[Start of Attachment]
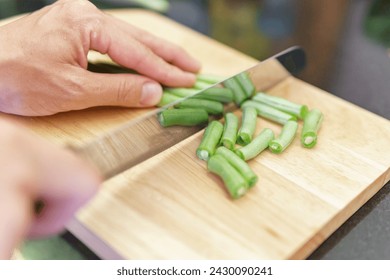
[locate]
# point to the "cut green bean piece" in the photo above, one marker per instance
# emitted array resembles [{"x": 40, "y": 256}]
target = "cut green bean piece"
[
  {"x": 269, "y": 112},
  {"x": 239, "y": 164},
  {"x": 211, "y": 107},
  {"x": 182, "y": 92},
  {"x": 258, "y": 144},
  {"x": 297, "y": 110},
  {"x": 208, "y": 78},
  {"x": 230, "y": 128},
  {"x": 246, "y": 84},
  {"x": 238, "y": 93},
  {"x": 234, "y": 182},
  {"x": 285, "y": 137},
  {"x": 167, "y": 98},
  {"x": 183, "y": 117},
  {"x": 311, "y": 125},
  {"x": 248, "y": 125},
  {"x": 224, "y": 95},
  {"x": 210, "y": 140}
]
[End of Attachment]
Exercise directions
In the copy, include every record exactly and no pictures.

The answer
[locate]
# point to the "cut green bean piece" in the photo above, one marker per instance
# emitted array resembles [{"x": 40, "y": 256}]
target = "cut green bean piece"
[
  {"x": 269, "y": 112},
  {"x": 239, "y": 164},
  {"x": 211, "y": 107},
  {"x": 182, "y": 92},
  {"x": 258, "y": 144},
  {"x": 297, "y": 110},
  {"x": 208, "y": 78},
  {"x": 230, "y": 128},
  {"x": 246, "y": 84},
  {"x": 238, "y": 93},
  {"x": 234, "y": 182},
  {"x": 285, "y": 137},
  {"x": 167, "y": 98},
  {"x": 183, "y": 117},
  {"x": 311, "y": 125},
  {"x": 248, "y": 125},
  {"x": 224, "y": 95},
  {"x": 210, "y": 140}
]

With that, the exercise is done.